> _Source_:
____________________

Marquetry is the art of inlaying or veneering wood. There are arguments about where it originated but it has been known in Egypt and the Far East for over 2000 years. It was introduced from Persia to Venice in the 14th century, spreading from there to Florence, in France and then to Germany, Holland and the rest of Europe.

Marquetry is derived from the ancient craft of intarsia, which is the inlaying of precious or exotic materials into solid wood. Intarsia was practiced by the Egyptians 3000 years ago. In the tomb of the Pharaoh Tutankhamon, the throne, chest, coffers, and much of the furniture are covered with inlay of, precious stones, glazed tiles, wood, gold and ivory.

____________________

> _Available data_:

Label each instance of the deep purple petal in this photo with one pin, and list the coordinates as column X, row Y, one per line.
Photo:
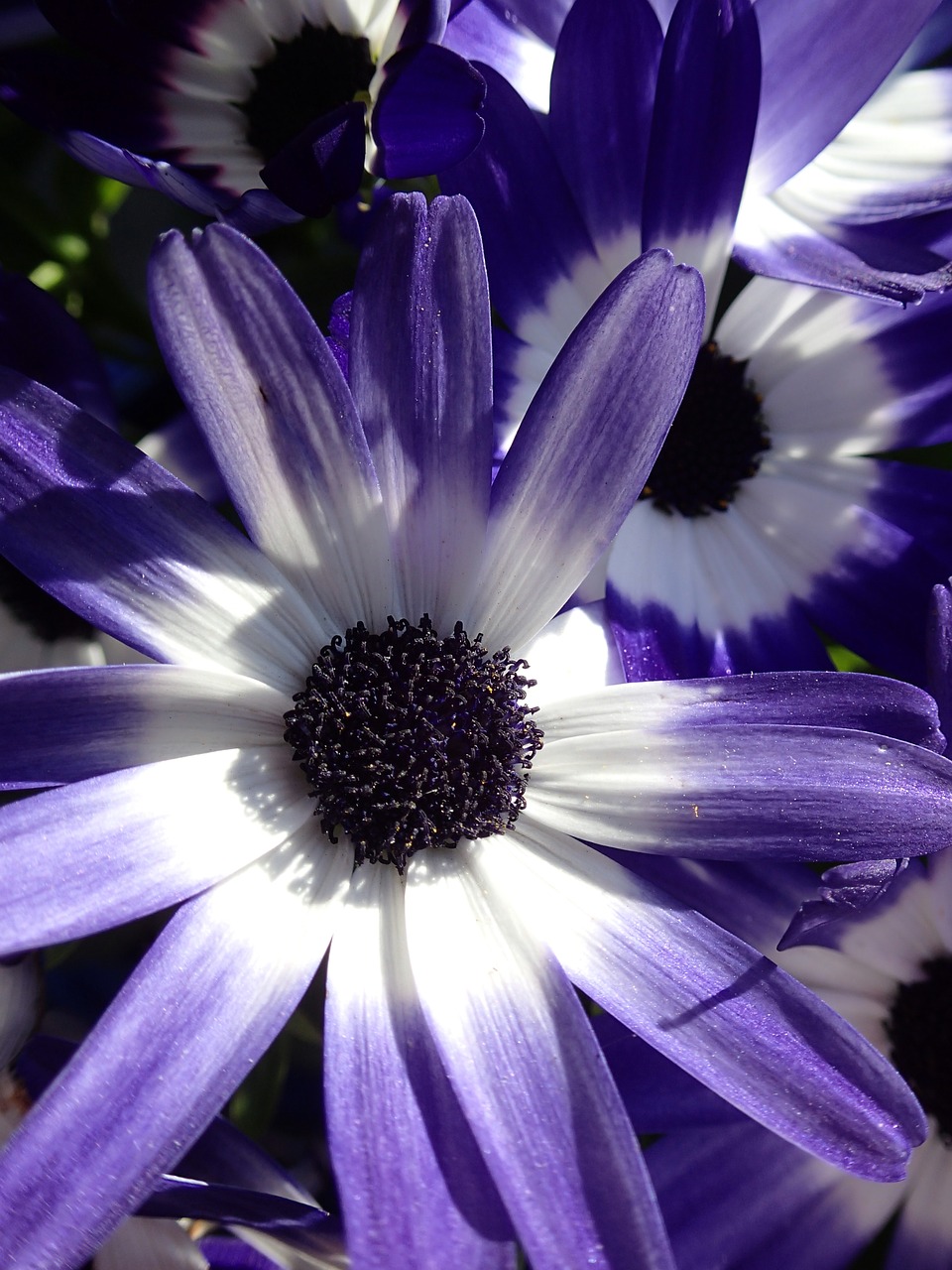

____________________

> _Given instruction 1_: In the passage on marquetry, from which country was the craft brought to Venice in the 14th century?
> _Given instruction 2_: Continue the passage on marquetry, picking up after its last sentence.

> _Final answer 1_: Persia.

> _Final answer 2_:
Prior to the invention of the jigsaw in 16th century Germany, inlaying was done by highly skilled craftsmen who worked with imported rare and exotic hardwoods by carving hollows into the groundwork; sawing and slicing the expensive hardwoods into ¼ to ½ inch-thick tiles; fitting and setting them into the groundwork using glue; and then finally scraping, rubbing down, waxing, and burnishing their surface.

The jigsaw allowed the exotic hardwoods to be cut into thinner and thinner sheets, so that by the end of the 19th century thin inlayed veneers, or marquetry had become very popular.

Mar"quet*ry (?), n. [F. marqueterie, from marqueter to checker, inlay, fr. marque mark, sign; of German origin. See Mark a sign.]

Inlaid work; work inlaid with pieces of wood, shells, ivory, and the like, of several colors.


© Webster 1913.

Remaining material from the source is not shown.